▶ **ABOUT THIS TASK**
Each entry below must appear in the answer exactly as written.
Segment Start: PROVIDED DATA
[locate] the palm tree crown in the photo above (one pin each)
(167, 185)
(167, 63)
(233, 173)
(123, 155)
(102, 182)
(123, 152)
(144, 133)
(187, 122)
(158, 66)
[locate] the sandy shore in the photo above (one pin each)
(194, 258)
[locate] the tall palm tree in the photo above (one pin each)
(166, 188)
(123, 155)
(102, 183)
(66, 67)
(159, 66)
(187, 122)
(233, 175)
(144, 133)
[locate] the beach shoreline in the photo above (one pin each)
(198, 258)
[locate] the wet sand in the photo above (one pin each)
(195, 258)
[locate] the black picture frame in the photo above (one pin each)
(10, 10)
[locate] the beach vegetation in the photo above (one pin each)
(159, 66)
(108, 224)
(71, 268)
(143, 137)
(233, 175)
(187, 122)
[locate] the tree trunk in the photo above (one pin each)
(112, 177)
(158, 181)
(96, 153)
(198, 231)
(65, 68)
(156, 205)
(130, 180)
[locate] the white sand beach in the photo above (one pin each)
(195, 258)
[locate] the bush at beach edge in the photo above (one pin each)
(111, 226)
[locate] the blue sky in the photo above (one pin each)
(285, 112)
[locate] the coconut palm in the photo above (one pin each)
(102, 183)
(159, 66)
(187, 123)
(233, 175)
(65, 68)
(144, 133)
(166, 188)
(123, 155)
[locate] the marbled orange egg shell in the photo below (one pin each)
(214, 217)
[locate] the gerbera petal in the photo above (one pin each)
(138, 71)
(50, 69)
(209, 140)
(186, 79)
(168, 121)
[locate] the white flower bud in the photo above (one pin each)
Segment End: PROVIDED DATA
▶ **RESPONSE FOR THIS EXERCISE**
[locate] the palm tree crown in the photo above (one pin each)
(167, 185)
(167, 63)
(233, 173)
(123, 155)
(102, 182)
(123, 152)
(144, 133)
(187, 122)
(158, 66)
[locate] the sandy shore in the photo above (one pin each)
(194, 258)
[locate] the tall palm tree in the photo above (one pin each)
(166, 188)
(123, 155)
(102, 183)
(66, 67)
(159, 66)
(187, 122)
(233, 175)
(144, 133)
[locate] the beach shoreline in the photo above (one pin each)
(198, 258)
[locate] the wet sand in the photo above (one pin each)
(195, 258)
[locate] the black picture frame in the photo above (one pin each)
(10, 10)
[locate] the beach vegetation in the photo above (one pin each)
(159, 66)
(108, 224)
(71, 268)
(143, 137)
(233, 175)
(187, 122)
[locate] the tree trunk in the photo above (one pin each)
(112, 177)
(158, 181)
(96, 153)
(198, 231)
(65, 68)
(156, 205)
(130, 180)
[locate] the white sand beach in the photo above (one pin each)
(195, 258)
[locate] the bush at beach edge in the photo above (one pin each)
(111, 226)
[locate] the blue sky in the photo above (one pin each)
(285, 112)
[locate] the coconut palm in the photo above (one pin each)
(102, 183)
(159, 66)
(187, 123)
(233, 175)
(65, 68)
(144, 133)
(166, 188)
(123, 155)
[locate] the marbled orange egg shell in the photo below (one pin each)
(214, 217)
[locate] the gerbera petal in the photo above (one pin each)
(138, 71)
(50, 69)
(209, 140)
(186, 79)
(168, 121)
[locate] the white flower bud in the photo above (one pin each)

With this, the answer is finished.